Task item A: Answer each question from the measles virotherapy text, one answer per line, marked as the questions are. (i) In which journal was the piece published in final edited form? (ii) For how many years have the authors been developing engineered versions of measles virus? (iii) What PMID is listed?
Task item B: In the measles virotherapy text, list every author whose name carries the affiliation number 4.
Task item C: Reproduce the measles virotherapy text from "Recent measles epidemics" up to and including "by prior vaccination.".

Published in final edited form as: Mayo Clin Proc. 2019 Jun 22;94(9):1834–1839. doi: 10.1016/j.mayocp.2019.05.006

Oncolytic Measles Virotherapy Does Not Legitimize Opposition To Measles Vaccination

Stephen J Russell 1,*, Dusica Babovic-Vuksanovic 2, Alice Bexon 3, Roberto Cattaneo 4, David Dingli 5, Angela Dispenzieri 6, David R Deyle 2, Mark J Federspiel 4, Adele Fielding 7, Eva Galanis 8, Martha Q Lacy 6, Bradley C Leibovich 9, Minetta C Liu 10, Miguel Muñoz-Alía 4, Tanner C Miest 9, Julian R Molina 10, Sabine Mueller 11, Scott H Okuno 10, Nandakumar Packiriswamy 4, Tobias Peikert 12, Corey Raffel 11, Frits Van Rhee 13, Guy Ungerechts 14, Paul R Young 15, Yumei Zhou 4, Kah-Whye Peng 4
PMCID: PMC6800178  NIHMSID: NIHMS1532594  PMID: 31235278

Abstract

Recent measles epidemics in US and European cities where vaccination coverage has declined are providing a harsh reminder for the need to maintain protective levels of immunity across the entire population. Vaccine uptake rates have been falling in large part due to public misinformation regarding a possible association between measles vaccination and autism for which there is no scientific basis. The purpose of the current paper is to address a new misinformed anti-vaccination argument, that measles immunity is undesirable because measles virus is protective against cancer. Having worked for many years to develop engineered measles viruses as an anticancer therapies, the authors of this review have concluded first that measles is not protective against cancer and second that its potential utility as a cancer therapy will be enhanced, not diminished, by prior vaccination.

For the past 20 years the authors of this minireview and position statement have been developing engineered versions of measles virus as potential cancer therapies. These viruses have been shown to infect and kill cancer cells and to boost the immune response against the tumor. Unfortunately, our work is now being inappropriately and incorrectly cited by anti-vaccine campaigners to argue against measles vaccination.

Given data:
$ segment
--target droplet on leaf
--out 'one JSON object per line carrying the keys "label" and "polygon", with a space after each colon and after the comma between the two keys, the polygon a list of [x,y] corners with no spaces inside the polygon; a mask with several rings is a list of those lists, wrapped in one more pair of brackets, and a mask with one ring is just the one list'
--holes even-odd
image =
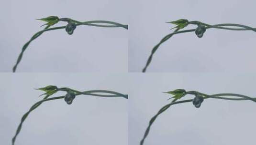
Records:
{"label": "droplet on leaf", "polygon": [[196,97],[193,99],[193,104],[196,108],[199,108],[203,101],[203,97],[202,95],[199,94],[196,94],[195,96]]}
{"label": "droplet on leaf", "polygon": [[72,21],[69,21],[67,25],[66,26],[66,31],[68,34],[72,35],[76,28],[77,25],[75,23]]}
{"label": "droplet on leaf", "polygon": [[66,94],[64,100],[67,104],[70,105],[72,103],[75,98],[76,98],[76,94],[73,92],[69,91]]}
{"label": "droplet on leaf", "polygon": [[195,31],[196,35],[197,35],[197,37],[198,38],[202,38],[203,36],[203,34],[206,31],[206,28],[205,28],[205,27],[203,25],[202,25],[201,24],[199,24],[198,25],[198,27],[196,29],[196,31]]}

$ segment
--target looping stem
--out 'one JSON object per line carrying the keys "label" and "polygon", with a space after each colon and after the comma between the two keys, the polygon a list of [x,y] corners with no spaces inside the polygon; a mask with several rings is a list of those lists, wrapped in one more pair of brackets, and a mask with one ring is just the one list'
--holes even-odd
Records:
{"label": "looping stem", "polygon": [[[202,95],[203,96],[204,96],[203,98],[204,99],[206,99],[208,98],[215,98],[215,99],[233,100],[233,101],[251,100],[253,102],[256,102],[256,98],[252,98],[247,96],[239,94],[225,93],[218,93],[218,94],[215,94],[210,95],[208,95],[205,93],[203,93],[198,92],[197,91],[189,91],[187,92],[187,94],[194,94],[195,93],[199,93]],[[225,96],[238,97],[241,98],[232,98],[221,97],[221,96]],[[166,111],[168,108],[169,108],[169,107],[170,107],[172,105],[181,104],[181,103],[184,103],[191,102],[193,101],[193,99],[189,99],[189,100],[186,100],[176,101],[178,99],[175,99],[173,100],[171,103],[167,104],[165,105],[164,107],[162,107],[159,110],[159,111],[157,112],[157,113],[150,119],[148,126],[147,126],[147,129],[146,129],[146,131],[145,131],[145,133],[144,133],[144,135],[143,136],[143,138],[142,138],[142,139],[141,140],[140,142],[140,145],[143,145],[145,139],[146,138],[146,137],[148,135],[149,131],[150,130],[150,128],[152,124],[155,122],[155,121],[156,120],[156,118],[159,115],[160,115],[160,114],[163,113],[164,112]]]}
{"label": "looping stem", "polygon": [[[119,93],[113,92],[113,91],[111,91],[99,90],[91,90],[91,91],[85,91],[85,92],[80,92],[80,91],[71,89],[68,88],[61,88],[58,89],[58,91],[68,91],[68,90],[71,90],[72,91],[75,92],[76,93],[76,96],[83,94],[83,95],[91,95],[91,96],[95,96],[104,97],[122,97],[126,99],[128,99],[128,96],[127,94],[123,94],[121,93]],[[95,93],[110,93],[110,94],[112,94],[112,95],[103,95],[103,94],[100,94]],[[11,140],[11,143],[12,143],[12,145],[14,145],[16,138],[21,131],[23,123],[24,122],[26,118],[27,118],[28,115],[30,114],[30,113],[32,111],[34,110],[35,109],[37,108],[44,102],[47,102],[47,101],[49,101],[51,100],[64,99],[65,98],[64,96],[61,96],[52,97],[52,98],[48,98],[49,96],[50,95],[47,95],[42,100],[36,102],[33,105],[32,105],[32,106],[29,109],[29,110],[28,112],[27,112],[22,116],[22,119],[21,120],[21,122],[20,124],[19,124],[19,126],[18,126],[18,128],[16,131],[15,135],[12,138],[12,139]]]}
{"label": "looping stem", "polygon": [[[191,21],[189,22],[189,24],[194,24],[194,25],[199,25],[199,24],[200,24],[201,25],[203,25],[206,27],[206,29],[211,29],[211,28],[215,28],[215,29],[223,29],[223,30],[232,30],[232,31],[254,31],[256,32],[256,28],[252,28],[251,27],[249,27],[247,26],[244,25],[241,25],[241,24],[232,24],[232,23],[225,23],[225,24],[216,24],[216,25],[210,25],[206,23],[202,23],[201,22],[199,21]],[[233,26],[233,27],[240,27],[242,28],[228,28],[226,27],[225,26]],[[161,41],[157,44],[152,49],[151,51],[151,53],[150,54],[150,55],[148,57],[147,62],[146,63],[146,65],[143,68],[142,70],[142,72],[145,72],[146,71],[146,69],[149,64],[150,64],[153,55],[156,52],[156,50],[158,49],[159,47],[162,43],[164,42],[165,41],[167,41],[168,39],[170,39],[172,36],[173,36],[175,34],[179,34],[179,33],[187,33],[187,32],[190,32],[195,31],[196,31],[196,29],[190,29],[190,30],[184,30],[184,31],[178,31],[179,30],[179,29],[177,29],[174,31],[170,34],[169,34],[167,35],[166,35],[164,38],[163,38]]]}
{"label": "looping stem", "polygon": [[[80,25],[88,25],[88,26],[95,26],[95,27],[105,27],[105,28],[117,28],[117,27],[122,27],[123,28],[126,30],[128,30],[128,25],[123,25],[119,23],[115,22],[113,21],[87,21],[85,22],[80,22],[79,21],[77,21],[76,20],[70,19],[71,21],[73,21],[73,22],[76,23],[76,25],[77,26],[80,26]],[[95,23],[105,23],[107,24],[111,24],[111,25],[100,25],[100,24],[97,24]],[[31,39],[26,42],[22,47],[22,52],[19,55],[19,56],[18,57],[17,60],[16,61],[16,62],[13,67],[12,68],[12,72],[16,72],[16,70],[17,69],[17,67],[18,66],[18,65],[19,63],[20,63],[22,56],[23,54],[27,48],[28,47],[28,45],[31,42],[35,40],[36,38],[40,36],[41,35],[42,35],[44,32],[49,31],[52,31],[55,30],[58,30],[58,29],[63,29],[66,28],[65,26],[61,26],[61,27],[54,27],[54,28],[50,28],[50,26],[47,25],[45,28],[38,32],[37,32],[36,33],[35,33],[33,36],[31,38]]]}

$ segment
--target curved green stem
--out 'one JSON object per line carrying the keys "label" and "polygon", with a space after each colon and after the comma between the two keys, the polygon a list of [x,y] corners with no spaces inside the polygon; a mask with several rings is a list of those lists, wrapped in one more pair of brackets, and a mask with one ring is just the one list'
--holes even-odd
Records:
{"label": "curved green stem", "polygon": [[[198,24],[199,23],[200,23],[201,24],[203,24],[205,25],[206,27],[205,28],[206,29],[211,29],[211,28],[215,28],[215,29],[224,29],[224,30],[233,30],[233,31],[248,31],[248,30],[251,30],[253,31],[254,31],[256,32],[256,28],[254,28],[252,27],[250,27],[247,26],[241,25],[241,24],[231,24],[231,23],[226,23],[226,24],[216,24],[214,25],[211,25],[208,24],[202,23],[200,21],[193,21],[189,22],[189,24]],[[243,28],[227,28],[227,27],[223,27],[223,26],[234,26],[234,27],[242,27]],[[147,62],[146,63],[146,65],[143,68],[142,70],[142,72],[145,72],[146,71],[146,69],[149,64],[150,64],[153,56],[154,54],[156,52],[156,50],[158,49],[159,47],[162,43],[167,41],[168,39],[170,39],[172,36],[173,36],[175,34],[179,34],[179,33],[187,33],[187,32],[193,32],[196,31],[196,29],[190,29],[188,30],[185,30],[185,31],[178,31],[179,30],[179,29],[177,29],[173,32],[167,35],[166,35],[164,38],[163,38],[161,41],[157,44],[156,45],[151,51],[151,53],[150,54],[150,55],[148,57]]]}
{"label": "curved green stem", "polygon": [[[65,88],[66,90],[64,88]],[[76,91],[75,90],[71,89],[68,88],[59,88],[60,91],[67,91],[69,89],[69,90],[71,90],[72,91],[73,91],[75,92],[76,95],[92,95],[92,96],[100,96],[100,97],[122,97],[126,99],[128,99],[128,95],[126,94],[123,94],[122,93],[113,92],[113,91],[106,91],[106,90],[91,90],[91,91],[85,91],[85,92],[79,92],[78,91]],[[65,91],[66,90],[66,91]],[[95,93],[111,93],[114,95],[103,95],[103,94],[95,94]],[[34,110],[35,109],[37,108],[39,105],[40,105],[43,103],[45,102],[47,102],[51,100],[57,100],[57,99],[64,99],[65,98],[64,96],[58,96],[58,97],[52,97],[49,98],[48,97],[50,96],[50,95],[46,95],[44,99],[43,99],[42,100],[39,101],[37,102],[36,102],[35,104],[34,104],[30,108],[29,110],[22,117],[22,119],[21,120],[21,122],[20,124],[19,124],[19,126],[18,126],[18,128],[17,129],[17,130],[15,133],[15,135],[12,138],[12,139],[11,140],[12,145],[14,145],[16,138],[17,136],[17,135],[20,133],[22,127],[22,125],[23,124],[23,123],[25,121],[25,120],[27,118],[28,115],[30,114],[30,113]]]}
{"label": "curved green stem", "polygon": [[[115,27],[122,27],[125,29],[128,29],[128,25],[123,25],[120,23],[118,23],[115,22],[112,22],[111,21],[84,21],[84,22],[80,22],[78,21],[77,21],[75,20],[71,20],[74,22],[77,23],[76,24],[76,26],[80,26],[80,25],[88,25],[88,26],[95,26],[95,27],[106,27],[106,28],[115,28]],[[111,25],[100,25],[100,24],[96,24],[95,23],[106,23],[106,24],[111,24]],[[19,56],[18,57],[17,60],[16,61],[16,62],[14,66],[13,66],[12,68],[12,72],[16,72],[16,70],[17,69],[17,67],[18,66],[18,65],[19,63],[20,63],[22,57],[23,56],[23,54],[27,48],[28,47],[29,44],[34,40],[35,40],[36,38],[38,37],[39,36],[42,35],[43,33],[44,33],[45,31],[52,31],[52,30],[59,30],[59,29],[65,29],[65,26],[61,26],[61,27],[54,27],[49,28],[50,26],[47,25],[45,28],[38,32],[37,32],[36,33],[35,33],[33,36],[31,38],[31,39],[26,42],[22,47],[22,52],[19,55]]]}
{"label": "curved green stem", "polygon": [[[195,91],[192,91],[192,92],[195,92]],[[233,100],[233,101],[242,101],[242,100],[251,100],[254,102],[256,102],[256,98],[251,98],[247,96],[243,95],[241,94],[236,94],[236,93],[219,93],[219,94],[213,94],[211,95],[209,95],[205,93],[201,93],[200,92],[196,92],[203,96],[204,99],[208,99],[208,98],[215,98],[215,99],[223,99],[223,100]],[[241,97],[242,98],[227,98],[227,97],[221,97],[221,96],[235,96],[235,97]],[[193,99],[189,99],[189,100],[182,100],[182,101],[176,101],[178,99],[175,99],[173,100],[172,102],[169,104],[167,104],[166,105],[165,105],[164,107],[162,107],[159,111],[157,112],[157,113],[149,121],[148,126],[147,127],[147,129],[146,129],[146,131],[145,131],[145,133],[144,133],[144,135],[143,136],[143,138],[141,140],[140,145],[143,145],[144,141],[145,140],[145,139],[146,138],[147,135],[148,135],[148,134],[149,133],[149,131],[150,130],[150,128],[152,125],[152,124],[154,123],[156,118],[159,115],[163,113],[164,112],[165,112],[166,110],[167,110],[169,107],[170,107],[171,105],[174,105],[174,104],[179,104],[181,103],[188,103],[188,102],[191,102],[193,101]]]}

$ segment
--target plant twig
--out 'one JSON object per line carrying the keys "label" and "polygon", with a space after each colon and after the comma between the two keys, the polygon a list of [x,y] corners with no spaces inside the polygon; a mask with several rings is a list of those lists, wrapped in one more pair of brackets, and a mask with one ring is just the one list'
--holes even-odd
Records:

Your response A:
(i) Mayo Clin Proc
(ii) 20 years
(iii) 31235278

Your response B:
Roberto Cattaneo
Mark J Federspiel
Miguel Muñoz-Alía
Nandakumar Packiriswamy
Yumei Zhou
Kah-Whye Peng

Your response C:
Recent measles epidemics in US and European cities where vaccination coverage has declined are providing a harsh reminder for the need to maintain protective levels of immunity across the entire population. Vaccine uptake rates have been falling in large part due to public misinformation regarding a possible association between measles vaccination and autism for which there is no scientific basis. The purpose of the current paper is to address a new misinformed anti-vaccination argument, that measles immunity is undesirable because measles virus is protective against cancer. Having worked for many years to develop engineered measles viruses as an anticancer therapies, the authors of this review have concluded first that measles is not protective against cancer and second that its potential utility as a cancer therapy will be enhanced, not diminished, by prior vaccination.